(Excerpts from a detection dataset)
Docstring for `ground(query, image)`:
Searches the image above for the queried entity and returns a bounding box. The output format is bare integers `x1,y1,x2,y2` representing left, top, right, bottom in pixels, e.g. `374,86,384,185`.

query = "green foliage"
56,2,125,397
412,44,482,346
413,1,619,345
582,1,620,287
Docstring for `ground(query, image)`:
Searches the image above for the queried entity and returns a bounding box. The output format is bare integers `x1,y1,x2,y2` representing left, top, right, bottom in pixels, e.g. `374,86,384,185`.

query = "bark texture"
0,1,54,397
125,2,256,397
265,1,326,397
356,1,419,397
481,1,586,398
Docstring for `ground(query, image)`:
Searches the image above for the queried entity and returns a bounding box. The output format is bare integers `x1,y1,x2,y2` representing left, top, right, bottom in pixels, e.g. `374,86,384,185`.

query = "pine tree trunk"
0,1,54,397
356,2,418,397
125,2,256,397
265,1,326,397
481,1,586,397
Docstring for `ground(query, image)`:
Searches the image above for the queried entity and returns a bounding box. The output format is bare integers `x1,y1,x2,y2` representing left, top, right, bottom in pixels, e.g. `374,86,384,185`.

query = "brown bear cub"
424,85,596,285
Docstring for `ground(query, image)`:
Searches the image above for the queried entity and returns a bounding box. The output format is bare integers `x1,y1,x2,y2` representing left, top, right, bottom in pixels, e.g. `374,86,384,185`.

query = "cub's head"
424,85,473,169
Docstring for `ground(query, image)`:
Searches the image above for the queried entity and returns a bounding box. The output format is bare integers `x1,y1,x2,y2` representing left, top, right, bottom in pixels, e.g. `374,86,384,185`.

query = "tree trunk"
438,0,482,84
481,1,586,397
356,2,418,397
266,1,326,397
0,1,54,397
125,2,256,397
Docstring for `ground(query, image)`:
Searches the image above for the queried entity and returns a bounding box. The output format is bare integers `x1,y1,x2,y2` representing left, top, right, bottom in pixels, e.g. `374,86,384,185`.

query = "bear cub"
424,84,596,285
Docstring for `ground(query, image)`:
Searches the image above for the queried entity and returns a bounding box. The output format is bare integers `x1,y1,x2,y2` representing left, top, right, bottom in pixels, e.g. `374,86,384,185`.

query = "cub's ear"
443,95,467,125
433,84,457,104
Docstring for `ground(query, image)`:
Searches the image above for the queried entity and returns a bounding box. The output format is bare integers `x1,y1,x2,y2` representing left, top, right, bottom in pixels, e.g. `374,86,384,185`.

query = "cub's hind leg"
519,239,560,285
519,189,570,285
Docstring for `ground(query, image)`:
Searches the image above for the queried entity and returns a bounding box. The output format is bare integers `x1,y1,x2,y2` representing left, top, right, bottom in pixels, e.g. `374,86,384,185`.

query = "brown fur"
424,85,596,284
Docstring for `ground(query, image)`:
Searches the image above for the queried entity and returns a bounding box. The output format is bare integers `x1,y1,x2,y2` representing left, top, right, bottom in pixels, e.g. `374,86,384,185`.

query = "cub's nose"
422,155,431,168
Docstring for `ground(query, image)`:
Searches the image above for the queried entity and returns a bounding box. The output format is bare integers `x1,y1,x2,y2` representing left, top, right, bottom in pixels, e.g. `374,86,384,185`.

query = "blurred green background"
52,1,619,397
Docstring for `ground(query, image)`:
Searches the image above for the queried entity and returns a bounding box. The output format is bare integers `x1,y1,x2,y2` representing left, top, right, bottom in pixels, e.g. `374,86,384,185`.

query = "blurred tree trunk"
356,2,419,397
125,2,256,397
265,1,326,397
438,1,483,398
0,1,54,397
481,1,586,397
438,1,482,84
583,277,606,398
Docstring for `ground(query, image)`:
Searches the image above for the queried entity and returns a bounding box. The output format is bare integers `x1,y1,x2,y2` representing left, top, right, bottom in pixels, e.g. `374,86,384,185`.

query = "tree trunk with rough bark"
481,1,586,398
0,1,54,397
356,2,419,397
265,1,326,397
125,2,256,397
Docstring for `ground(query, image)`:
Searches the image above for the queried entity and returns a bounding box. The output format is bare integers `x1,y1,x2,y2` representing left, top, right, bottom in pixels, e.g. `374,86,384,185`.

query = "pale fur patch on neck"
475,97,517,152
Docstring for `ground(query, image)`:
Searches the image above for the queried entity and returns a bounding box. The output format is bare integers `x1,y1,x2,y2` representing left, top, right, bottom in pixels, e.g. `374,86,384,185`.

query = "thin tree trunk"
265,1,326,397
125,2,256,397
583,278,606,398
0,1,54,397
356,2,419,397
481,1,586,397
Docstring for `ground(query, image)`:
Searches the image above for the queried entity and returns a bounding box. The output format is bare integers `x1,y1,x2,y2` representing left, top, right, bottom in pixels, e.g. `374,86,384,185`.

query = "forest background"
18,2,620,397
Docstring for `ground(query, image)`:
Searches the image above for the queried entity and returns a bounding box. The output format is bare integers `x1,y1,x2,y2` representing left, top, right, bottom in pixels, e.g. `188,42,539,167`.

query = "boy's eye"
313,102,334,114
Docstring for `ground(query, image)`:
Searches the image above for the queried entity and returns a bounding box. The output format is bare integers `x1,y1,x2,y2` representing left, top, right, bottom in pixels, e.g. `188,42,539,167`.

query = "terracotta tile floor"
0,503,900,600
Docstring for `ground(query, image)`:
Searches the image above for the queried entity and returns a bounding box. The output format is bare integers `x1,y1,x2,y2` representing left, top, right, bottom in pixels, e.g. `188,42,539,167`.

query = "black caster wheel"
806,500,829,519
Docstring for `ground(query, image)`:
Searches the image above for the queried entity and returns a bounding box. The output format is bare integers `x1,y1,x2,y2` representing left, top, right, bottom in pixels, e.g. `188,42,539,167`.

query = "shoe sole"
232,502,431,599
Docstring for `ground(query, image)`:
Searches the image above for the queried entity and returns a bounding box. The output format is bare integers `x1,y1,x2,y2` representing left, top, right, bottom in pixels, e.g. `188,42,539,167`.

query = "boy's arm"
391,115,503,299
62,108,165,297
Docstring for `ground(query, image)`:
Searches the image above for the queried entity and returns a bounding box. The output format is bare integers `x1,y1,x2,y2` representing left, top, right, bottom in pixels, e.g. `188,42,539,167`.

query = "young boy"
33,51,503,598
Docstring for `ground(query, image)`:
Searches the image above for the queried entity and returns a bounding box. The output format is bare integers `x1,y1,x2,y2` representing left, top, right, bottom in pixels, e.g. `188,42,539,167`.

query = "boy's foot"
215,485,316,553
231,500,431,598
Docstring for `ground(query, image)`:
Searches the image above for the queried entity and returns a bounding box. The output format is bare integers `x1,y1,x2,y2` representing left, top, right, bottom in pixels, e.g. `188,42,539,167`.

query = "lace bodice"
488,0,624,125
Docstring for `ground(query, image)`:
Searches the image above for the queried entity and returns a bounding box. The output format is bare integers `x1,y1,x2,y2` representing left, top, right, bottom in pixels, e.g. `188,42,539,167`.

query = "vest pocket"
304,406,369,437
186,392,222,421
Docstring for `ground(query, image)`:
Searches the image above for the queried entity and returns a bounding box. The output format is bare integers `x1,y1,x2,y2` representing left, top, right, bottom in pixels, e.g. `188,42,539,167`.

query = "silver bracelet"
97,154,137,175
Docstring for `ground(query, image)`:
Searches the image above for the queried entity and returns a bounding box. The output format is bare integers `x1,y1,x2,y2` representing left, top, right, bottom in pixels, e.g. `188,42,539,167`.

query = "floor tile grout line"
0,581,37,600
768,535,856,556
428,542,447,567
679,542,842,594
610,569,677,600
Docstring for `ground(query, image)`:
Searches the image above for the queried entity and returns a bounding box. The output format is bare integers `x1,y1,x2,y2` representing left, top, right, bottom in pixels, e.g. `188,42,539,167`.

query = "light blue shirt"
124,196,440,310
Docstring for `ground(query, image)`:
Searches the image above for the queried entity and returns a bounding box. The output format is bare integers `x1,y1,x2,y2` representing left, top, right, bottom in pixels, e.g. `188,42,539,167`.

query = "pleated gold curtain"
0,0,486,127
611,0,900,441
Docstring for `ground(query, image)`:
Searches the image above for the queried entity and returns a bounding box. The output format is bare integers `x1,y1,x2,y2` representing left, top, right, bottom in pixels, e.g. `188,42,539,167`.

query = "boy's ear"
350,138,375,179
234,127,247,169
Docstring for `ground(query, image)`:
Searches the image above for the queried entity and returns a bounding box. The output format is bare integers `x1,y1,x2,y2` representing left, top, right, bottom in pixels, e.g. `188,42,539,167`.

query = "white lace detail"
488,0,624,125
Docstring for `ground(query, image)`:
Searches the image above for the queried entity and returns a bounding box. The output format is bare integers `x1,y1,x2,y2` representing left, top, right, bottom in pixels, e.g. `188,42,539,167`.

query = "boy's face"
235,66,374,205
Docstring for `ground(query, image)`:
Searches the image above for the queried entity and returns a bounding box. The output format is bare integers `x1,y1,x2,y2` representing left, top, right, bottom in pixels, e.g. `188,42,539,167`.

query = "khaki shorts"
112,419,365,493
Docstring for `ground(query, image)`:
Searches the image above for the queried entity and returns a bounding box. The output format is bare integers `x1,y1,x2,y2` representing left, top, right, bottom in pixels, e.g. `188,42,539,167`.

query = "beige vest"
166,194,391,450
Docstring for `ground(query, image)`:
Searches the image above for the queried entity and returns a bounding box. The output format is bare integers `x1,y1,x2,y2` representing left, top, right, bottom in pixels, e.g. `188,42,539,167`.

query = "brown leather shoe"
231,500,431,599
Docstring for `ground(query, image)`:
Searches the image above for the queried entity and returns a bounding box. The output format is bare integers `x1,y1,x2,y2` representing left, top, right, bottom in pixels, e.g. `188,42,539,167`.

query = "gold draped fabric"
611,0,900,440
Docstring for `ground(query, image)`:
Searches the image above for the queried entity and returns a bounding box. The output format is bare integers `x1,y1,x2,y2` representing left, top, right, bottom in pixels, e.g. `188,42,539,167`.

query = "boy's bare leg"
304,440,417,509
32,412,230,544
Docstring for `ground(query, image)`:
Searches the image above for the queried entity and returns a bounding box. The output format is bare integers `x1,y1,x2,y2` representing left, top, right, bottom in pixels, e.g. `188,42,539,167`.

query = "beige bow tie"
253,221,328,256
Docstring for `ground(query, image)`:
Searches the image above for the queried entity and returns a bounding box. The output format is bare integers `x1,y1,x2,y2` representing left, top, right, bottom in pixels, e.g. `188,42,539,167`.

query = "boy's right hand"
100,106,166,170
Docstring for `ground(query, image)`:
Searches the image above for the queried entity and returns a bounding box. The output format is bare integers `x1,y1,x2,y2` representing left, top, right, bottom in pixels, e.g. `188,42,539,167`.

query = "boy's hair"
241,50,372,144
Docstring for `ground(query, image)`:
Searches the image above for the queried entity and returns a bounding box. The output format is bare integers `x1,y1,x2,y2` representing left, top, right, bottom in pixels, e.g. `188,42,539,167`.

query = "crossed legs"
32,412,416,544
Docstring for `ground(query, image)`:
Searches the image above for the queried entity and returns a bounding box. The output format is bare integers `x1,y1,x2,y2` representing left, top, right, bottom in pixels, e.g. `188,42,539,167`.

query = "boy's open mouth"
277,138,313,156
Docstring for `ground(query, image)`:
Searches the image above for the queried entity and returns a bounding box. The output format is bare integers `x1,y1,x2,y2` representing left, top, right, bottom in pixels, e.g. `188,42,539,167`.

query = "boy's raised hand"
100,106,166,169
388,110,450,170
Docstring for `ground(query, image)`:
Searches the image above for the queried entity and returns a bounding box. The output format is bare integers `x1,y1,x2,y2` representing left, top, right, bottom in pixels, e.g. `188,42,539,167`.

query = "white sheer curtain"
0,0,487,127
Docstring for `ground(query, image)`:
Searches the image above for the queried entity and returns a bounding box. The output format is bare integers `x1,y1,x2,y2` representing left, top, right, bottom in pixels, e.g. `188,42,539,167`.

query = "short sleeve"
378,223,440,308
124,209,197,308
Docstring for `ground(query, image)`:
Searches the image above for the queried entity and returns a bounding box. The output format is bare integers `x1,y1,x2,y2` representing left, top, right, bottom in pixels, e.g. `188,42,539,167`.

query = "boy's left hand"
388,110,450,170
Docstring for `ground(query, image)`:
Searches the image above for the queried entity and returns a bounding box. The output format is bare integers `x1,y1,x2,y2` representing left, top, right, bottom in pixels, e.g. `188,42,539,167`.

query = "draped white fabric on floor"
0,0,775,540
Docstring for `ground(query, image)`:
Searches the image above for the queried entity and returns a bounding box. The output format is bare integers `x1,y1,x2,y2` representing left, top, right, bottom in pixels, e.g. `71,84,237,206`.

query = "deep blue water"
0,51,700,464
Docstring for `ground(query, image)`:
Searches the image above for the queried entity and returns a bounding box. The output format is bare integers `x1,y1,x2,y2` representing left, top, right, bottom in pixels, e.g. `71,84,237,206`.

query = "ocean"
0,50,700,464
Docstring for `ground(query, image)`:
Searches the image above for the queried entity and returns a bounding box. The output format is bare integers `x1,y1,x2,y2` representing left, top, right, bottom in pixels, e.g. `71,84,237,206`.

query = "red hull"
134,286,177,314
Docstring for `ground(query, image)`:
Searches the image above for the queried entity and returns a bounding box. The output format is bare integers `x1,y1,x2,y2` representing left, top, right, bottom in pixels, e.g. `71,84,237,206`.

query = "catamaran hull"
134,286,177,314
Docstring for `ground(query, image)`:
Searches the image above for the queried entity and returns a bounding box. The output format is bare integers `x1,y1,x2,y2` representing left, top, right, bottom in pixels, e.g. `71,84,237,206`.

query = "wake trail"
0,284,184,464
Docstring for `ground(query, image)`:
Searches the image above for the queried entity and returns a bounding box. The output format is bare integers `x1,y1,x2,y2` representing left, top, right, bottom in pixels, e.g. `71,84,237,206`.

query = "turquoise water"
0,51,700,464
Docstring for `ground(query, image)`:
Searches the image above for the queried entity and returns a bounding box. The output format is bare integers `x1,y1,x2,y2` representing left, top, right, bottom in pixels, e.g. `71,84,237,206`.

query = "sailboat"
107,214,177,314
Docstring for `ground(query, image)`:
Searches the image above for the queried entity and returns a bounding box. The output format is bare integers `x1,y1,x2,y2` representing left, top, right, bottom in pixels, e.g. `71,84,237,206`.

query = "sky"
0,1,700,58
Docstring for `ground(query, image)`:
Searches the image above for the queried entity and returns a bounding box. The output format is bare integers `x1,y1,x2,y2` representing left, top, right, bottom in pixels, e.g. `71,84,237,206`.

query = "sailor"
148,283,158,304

Written exercise =>
Report every line of the material above that contains the word "lace", copying each line in full.

Written solution =>
query = "lace bodice"
query = "white lace detail"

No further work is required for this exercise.